**WORK TASK A**.
Answer these questions using the comment thread below on the Church's post-Council shifts:
(i) Who is quoted as saying "Nothing in the renewed Mass need really trouble an evangelical protestant"?
(ii) Under point 12, when does the thread say the Catholic was converted?
(iii) Which two heresies does point 6 name?
**WORK TASK B**. Carry on the comment thread below about the Church's post-Council shifts, picking up after its final sentence.

**STUDY TEXT**.
========================================
6. "from hostility to friendship"

Hostility toward what? Heresy? Error? What is the opposite of the Good? If the Church is good and some of her members are caught up in a heresy (namely 2; Protestantism and Modernism), how is that being hostile? It is only hostile, IF one accepts the heresy as legitimate.

7. "from rivalry to partnership"

Thank you Anibale Bugnini, his Consilium, and the Protestant cohorts involved, regarding the deregulation and reform of the Mass. "Nothing in the renewed Mass need really trouble an evangelical protestant." MG Siegvalt; a professor of dogmatic theology in the Protestant faculty at the University of Strasbourg.

8. "from rivalry to partnership"

Who exactly considers the Protestant a rival?

9. "from suspicion to trust"

And that trust has brought us what, precisely? The pews are empty. There is more disdain for the priesthood now, than ever.

10. "from withdrawal to engagement"

Withdrawl from what? The Catholic mind, heart, and soul was more engaged before the Council than it has been since. Ever sit in on a CCD class? Or an adult catechesis class?

11. "from passive acceptance to active participation"

Passive acceptance? So, unless somebody is doing something, he is not active? So, if somebody is not doing something he is passive? That is rather limiting. I wonder how Stephen Hawking feels about that? Actual participation is more important than active participation. We should engage our whole heart, our whole mind, our whole soul and our whole body in prayer, not just our body and call it good. If I am an EMHC (God forbid), but I don't pray, what good am I? If I am a lay reader, but don't understand the Scriptures, what good am I? That happens a lot, many lay readers stumble over words during the readings, must take time prior to Holy Mass to read through what they are charged with, etc...

12. "from behaviour modification to conversion of heart"

The Catholic was converted at baptism. Catechesis is not a form of conversion, but rather it is a modification of a behavior, to conform to the Life of Christ.

This isn't rocket science. But O'Malley and people of his mindset are so far off the mark that they can't even see in front of them.

ytc said...

This kind of speak is very feminine on the part of the Good Jesuit. I agree that dialogue, etc., have a place, but we cannot fail to recognize that there is a time and a place for more than persuasion, that is, there is a place for force and imperialism.

I agree that the less threatening methods should be tried for a time (and for how long is a purely prudential/"pastoral" decision), but when push comes to shove, sometimes pushing and shoving must be done.
========================================
(Records from a data source)

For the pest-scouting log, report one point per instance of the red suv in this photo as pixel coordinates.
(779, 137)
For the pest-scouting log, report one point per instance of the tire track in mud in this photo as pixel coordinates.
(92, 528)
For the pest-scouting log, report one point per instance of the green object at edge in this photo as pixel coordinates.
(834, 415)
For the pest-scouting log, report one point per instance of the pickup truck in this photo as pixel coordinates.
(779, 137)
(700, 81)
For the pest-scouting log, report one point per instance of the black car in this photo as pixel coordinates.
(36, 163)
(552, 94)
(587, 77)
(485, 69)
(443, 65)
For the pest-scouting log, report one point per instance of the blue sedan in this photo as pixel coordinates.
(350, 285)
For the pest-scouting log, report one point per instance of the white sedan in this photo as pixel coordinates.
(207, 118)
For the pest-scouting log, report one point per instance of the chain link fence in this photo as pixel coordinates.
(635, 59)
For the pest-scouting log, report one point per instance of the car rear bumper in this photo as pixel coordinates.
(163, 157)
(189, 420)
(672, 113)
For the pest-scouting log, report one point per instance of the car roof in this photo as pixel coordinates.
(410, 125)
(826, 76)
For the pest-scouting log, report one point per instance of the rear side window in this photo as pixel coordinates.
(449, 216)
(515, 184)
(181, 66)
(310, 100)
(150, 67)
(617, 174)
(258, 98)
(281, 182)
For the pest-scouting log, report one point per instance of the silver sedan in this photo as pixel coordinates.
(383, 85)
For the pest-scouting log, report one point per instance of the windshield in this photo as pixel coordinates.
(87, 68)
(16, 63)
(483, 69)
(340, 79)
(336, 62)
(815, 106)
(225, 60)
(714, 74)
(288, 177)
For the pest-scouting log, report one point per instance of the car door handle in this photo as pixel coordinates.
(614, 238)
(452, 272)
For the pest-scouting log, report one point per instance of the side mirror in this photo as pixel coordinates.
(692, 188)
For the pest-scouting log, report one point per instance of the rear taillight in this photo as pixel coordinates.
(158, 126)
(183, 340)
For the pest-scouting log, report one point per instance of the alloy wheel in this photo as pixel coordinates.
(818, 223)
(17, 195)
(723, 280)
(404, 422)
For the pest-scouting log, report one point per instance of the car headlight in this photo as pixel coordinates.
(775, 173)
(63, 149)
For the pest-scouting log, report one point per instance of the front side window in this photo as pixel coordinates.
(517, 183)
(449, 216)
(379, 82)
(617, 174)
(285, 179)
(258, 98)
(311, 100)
========================================
**RESPONSE A**.
(i) MG Siegvalt, a professor of dogmatic theology in the Protestant faculty at the University of Strasbourg.
(ii) At baptism.
(iii) Protestantism and Modernism.

**RESPONSE B**.
For example, for military members most offenses will result in a warning the first time. The second time, a letter of admonishment or some such text is drawn up and placed in the individual's personnel file; these things do have a cumulative and great impact on one's present and future.

But there is a point to which even minor inconveniences cannot be tolerated anymore and the person becomes an annoying nuisance, and there are delicts which are so grave as to require immediate and harsh action, both in the Church and elsewhere. Of course we see this in the secular realm as in murder, and in the ecclesial realm as in desecration of the Blessed Sacrament and assaulting the Pope.

I do not understand this obsessive-compulsive focus on these softy feminine qualities. In case you haven't noticed, the wackiest and harshest period of Church history was, what?, the EARLY and PATRISTIC PERIODS, that "model" that the libs say they'd love to return to (oh 'cause, you know, the Popes who decried Nestorianism and Pelagianism and Arianism were, like, totally nice and stuff :D). We can't be DBs, but we can't act like we're in preschool, either. Sometimes the most charitable thing to do is to bring down the hammer hard.

Wendell said...

"...from commands to invitations..."
"...from laws to ideals..."

So, Fr. O'Malley wants that we should become Anglican?
Thank you, no.

Gene said...

"From laws to ideals..." Let's see, that would be like instead of "Thou Shalt Not Kill" to like "Hey, wouldn't it be wonderful if nobody ever killed anybody." Totally, Dude, totally...
Does this guy bless his bong before he lights up?

rcg said...

Shepherds guide with a stick. It is a testament of the shepherd when and how he uses it.